Work instructions -> Copy out all of the following lines word for word, omitting the pictures from your answer.

--- start of Records supplied ---

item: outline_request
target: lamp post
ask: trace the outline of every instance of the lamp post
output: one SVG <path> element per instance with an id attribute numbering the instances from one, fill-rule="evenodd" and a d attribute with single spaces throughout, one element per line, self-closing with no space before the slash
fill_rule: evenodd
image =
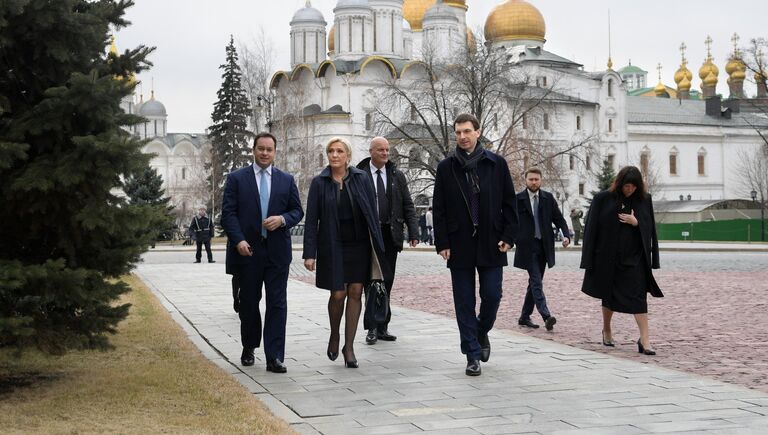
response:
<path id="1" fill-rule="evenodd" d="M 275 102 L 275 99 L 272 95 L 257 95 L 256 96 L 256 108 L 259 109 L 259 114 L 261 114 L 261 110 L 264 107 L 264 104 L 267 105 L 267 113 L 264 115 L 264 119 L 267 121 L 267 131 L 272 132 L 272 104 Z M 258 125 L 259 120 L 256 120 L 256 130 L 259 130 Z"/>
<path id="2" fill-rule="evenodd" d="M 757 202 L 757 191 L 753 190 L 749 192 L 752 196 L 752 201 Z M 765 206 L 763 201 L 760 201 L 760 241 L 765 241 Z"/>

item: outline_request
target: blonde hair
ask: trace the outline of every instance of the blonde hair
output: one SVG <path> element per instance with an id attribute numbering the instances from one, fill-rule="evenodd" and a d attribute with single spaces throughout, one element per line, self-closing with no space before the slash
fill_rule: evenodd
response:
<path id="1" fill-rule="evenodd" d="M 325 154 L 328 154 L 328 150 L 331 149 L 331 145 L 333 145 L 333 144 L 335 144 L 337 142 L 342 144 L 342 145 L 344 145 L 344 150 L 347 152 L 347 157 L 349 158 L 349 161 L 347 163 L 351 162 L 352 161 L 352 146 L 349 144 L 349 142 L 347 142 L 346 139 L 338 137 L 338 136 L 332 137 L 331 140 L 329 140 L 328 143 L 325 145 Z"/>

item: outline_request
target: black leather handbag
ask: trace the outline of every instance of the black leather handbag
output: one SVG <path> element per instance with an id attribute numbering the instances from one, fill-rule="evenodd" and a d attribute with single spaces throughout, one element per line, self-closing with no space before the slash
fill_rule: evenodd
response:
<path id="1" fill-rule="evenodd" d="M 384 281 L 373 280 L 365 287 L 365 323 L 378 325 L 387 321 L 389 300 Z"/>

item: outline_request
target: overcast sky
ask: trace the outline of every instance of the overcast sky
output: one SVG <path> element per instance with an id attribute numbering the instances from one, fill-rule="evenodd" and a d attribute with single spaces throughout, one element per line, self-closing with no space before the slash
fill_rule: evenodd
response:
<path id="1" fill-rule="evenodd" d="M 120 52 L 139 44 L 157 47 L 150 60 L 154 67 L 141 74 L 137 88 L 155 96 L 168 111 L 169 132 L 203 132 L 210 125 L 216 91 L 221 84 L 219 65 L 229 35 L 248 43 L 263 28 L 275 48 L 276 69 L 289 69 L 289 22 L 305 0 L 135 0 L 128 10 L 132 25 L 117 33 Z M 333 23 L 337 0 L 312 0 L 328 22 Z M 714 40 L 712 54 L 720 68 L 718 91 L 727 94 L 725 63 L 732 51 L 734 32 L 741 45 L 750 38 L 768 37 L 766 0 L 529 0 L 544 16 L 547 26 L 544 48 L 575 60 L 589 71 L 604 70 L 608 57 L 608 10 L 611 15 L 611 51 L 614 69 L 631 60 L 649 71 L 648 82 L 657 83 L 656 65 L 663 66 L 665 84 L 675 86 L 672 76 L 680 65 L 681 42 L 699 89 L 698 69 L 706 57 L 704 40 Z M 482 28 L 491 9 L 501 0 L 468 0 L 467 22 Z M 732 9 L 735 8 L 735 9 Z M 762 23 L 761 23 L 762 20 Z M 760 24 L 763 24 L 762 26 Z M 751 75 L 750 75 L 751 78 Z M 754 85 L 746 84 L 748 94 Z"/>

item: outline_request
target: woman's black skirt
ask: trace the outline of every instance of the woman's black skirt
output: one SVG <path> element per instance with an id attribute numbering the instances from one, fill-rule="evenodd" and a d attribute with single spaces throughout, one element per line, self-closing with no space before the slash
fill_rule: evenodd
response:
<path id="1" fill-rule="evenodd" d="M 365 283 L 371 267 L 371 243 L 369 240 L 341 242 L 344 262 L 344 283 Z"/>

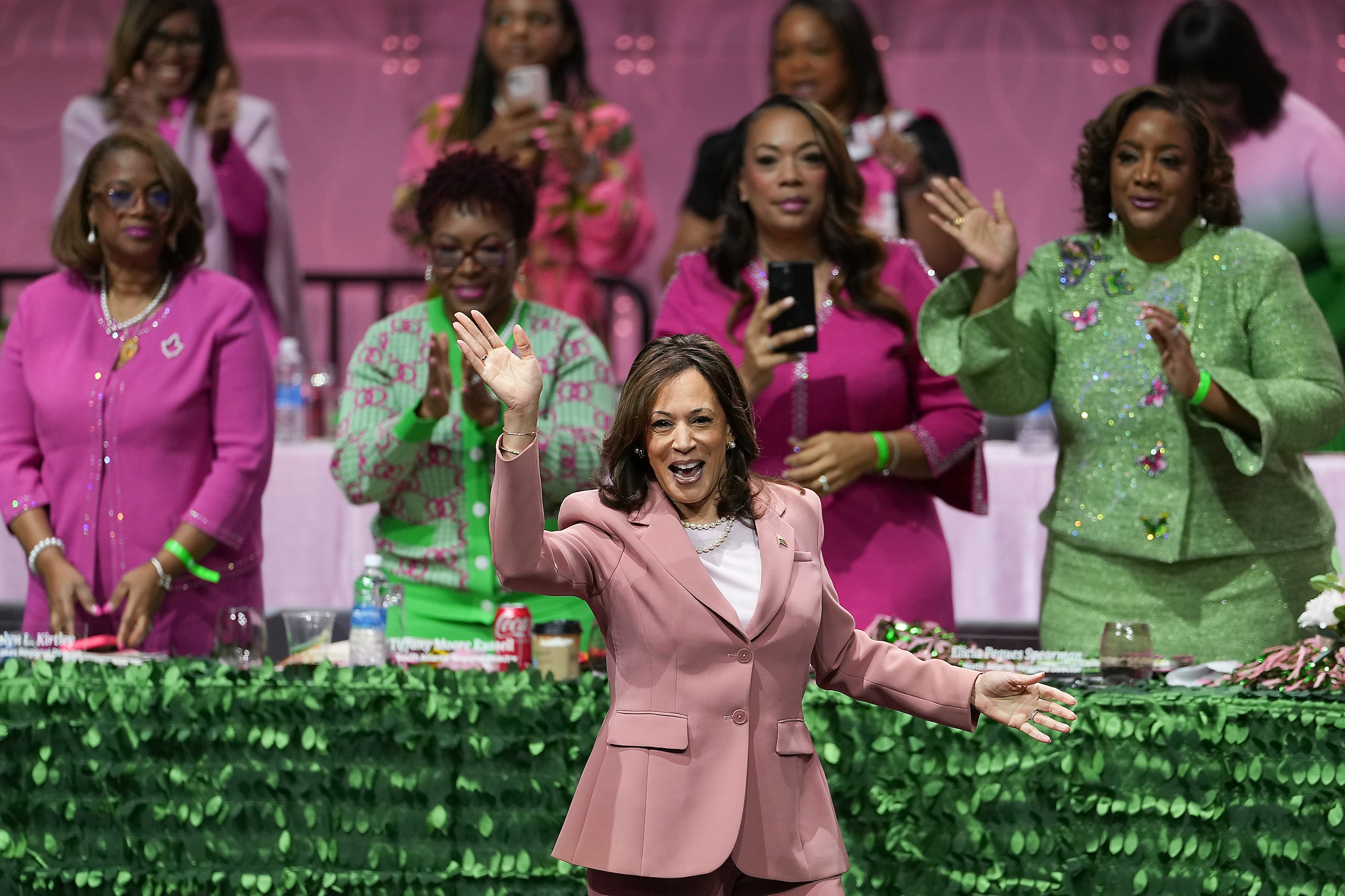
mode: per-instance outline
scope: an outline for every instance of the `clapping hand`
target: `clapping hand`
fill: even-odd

--- end of Records supplied ---

Result of the exercise ->
item: outline_request
target: lamp post
ask: trace the outline of every instance of the lamp post
output: one SVG <path> element per instance with an id attribute numbering the instances from one, fill-rule="evenodd" and a d attribute with single spaces throughout, one element per line, self-closing with no space before the slash
fill_rule: evenodd
image =
response:
<path id="1" fill-rule="evenodd" d="M 275 102 L 275 99 L 272 95 L 257 95 L 256 96 L 256 108 L 259 109 L 259 114 L 261 114 L 261 110 L 264 107 L 264 104 L 267 105 L 267 113 L 264 115 L 264 119 L 267 121 L 267 131 L 272 132 L 272 104 Z M 258 125 L 259 120 L 256 120 L 256 130 L 259 130 Z"/>
<path id="2" fill-rule="evenodd" d="M 757 202 L 757 191 L 753 190 L 749 192 L 752 196 L 752 201 Z M 765 206 L 763 201 L 760 201 L 760 241 L 765 241 Z"/>

item: outline_request
target: blonde hair
ask: trace the outline of every instance of the blonde hair
output: one SVG <path> element per instance with an id attribute numbering the instances from one, fill-rule="evenodd" and a d attribute with single spaces throughout, one element per line, self-closing with no space before the slash
fill_rule: evenodd
response:
<path id="1" fill-rule="evenodd" d="M 325 154 L 328 154 L 328 150 L 331 149 L 331 145 L 333 145 L 333 144 L 335 144 L 337 142 L 342 144 L 342 145 L 344 145 L 344 150 L 347 152 L 347 157 L 349 158 L 349 161 L 347 163 L 351 162 L 352 161 L 352 146 L 349 144 L 349 142 L 347 142 L 346 139 L 338 137 L 338 136 L 332 137 L 331 140 L 329 140 L 328 143 L 325 145 Z"/>

item: outline_request
target: black leather handbag
ask: trace the outline of every instance of the black leather handbag
output: one SVG <path> element per instance with an id attribute numbering the instances from one, fill-rule="evenodd" and a d attribute with single spaces throughout, one element per line, self-closing with no space before the slash
fill_rule: evenodd
response:
<path id="1" fill-rule="evenodd" d="M 384 281 L 373 280 L 365 287 L 365 323 L 378 325 L 387 321 L 389 300 Z"/>

item: outline_request
target: overcast sky
ask: trace the outline of every instance of the overcast sky
output: one SVG <path> element per instance with an id attribute numbering the instances from one, fill-rule="evenodd" and a d attribute with single spaces throughout, one element per line, self-closing with no space before the slash
fill_rule: evenodd
response:
<path id="1" fill-rule="evenodd" d="M 120 52 L 139 44 L 157 47 L 150 60 L 154 67 L 141 74 L 137 88 L 155 96 L 168 111 L 169 132 L 203 132 L 210 125 L 216 91 L 221 84 L 219 65 L 229 35 L 248 43 L 263 28 L 275 48 L 276 69 L 289 69 L 289 22 L 305 0 L 135 0 L 128 10 L 132 25 L 117 33 Z M 333 23 L 337 0 L 312 0 L 328 22 Z M 714 40 L 712 54 L 720 68 L 718 91 L 727 94 L 725 63 L 732 51 L 734 32 L 741 45 L 750 38 L 768 37 L 766 0 L 529 0 L 544 16 L 547 26 L 544 48 L 575 60 L 589 71 L 604 70 L 608 57 L 608 10 L 611 15 L 611 51 L 614 69 L 631 60 L 649 71 L 648 82 L 657 83 L 656 65 L 663 66 L 665 84 L 675 86 L 672 76 L 680 65 L 681 42 L 699 89 L 698 69 L 706 57 L 704 40 Z M 482 28 L 491 9 L 501 0 L 468 0 L 467 22 Z M 732 9 L 735 8 L 735 9 Z M 762 23 L 761 23 L 762 20 Z M 760 24 L 763 24 L 762 26 Z M 751 75 L 750 75 L 751 78 Z M 754 85 L 746 84 L 748 94 Z"/>

item: outline_request
target: woman's black skirt
ask: trace the outline of every instance of the woman's black skirt
output: one SVG <path> element per instance with an id attribute numbering the instances from one, fill-rule="evenodd" and a d attribute with single spaces throughout, one element per line, self-closing with no space before the slash
fill_rule: evenodd
response:
<path id="1" fill-rule="evenodd" d="M 365 283 L 371 267 L 371 243 L 369 240 L 341 242 L 344 262 L 344 283 Z"/>

mode: per-instance outline
scope: an outline for every instance of the `clapping hand`
target: `clapping hand`
fill: even-odd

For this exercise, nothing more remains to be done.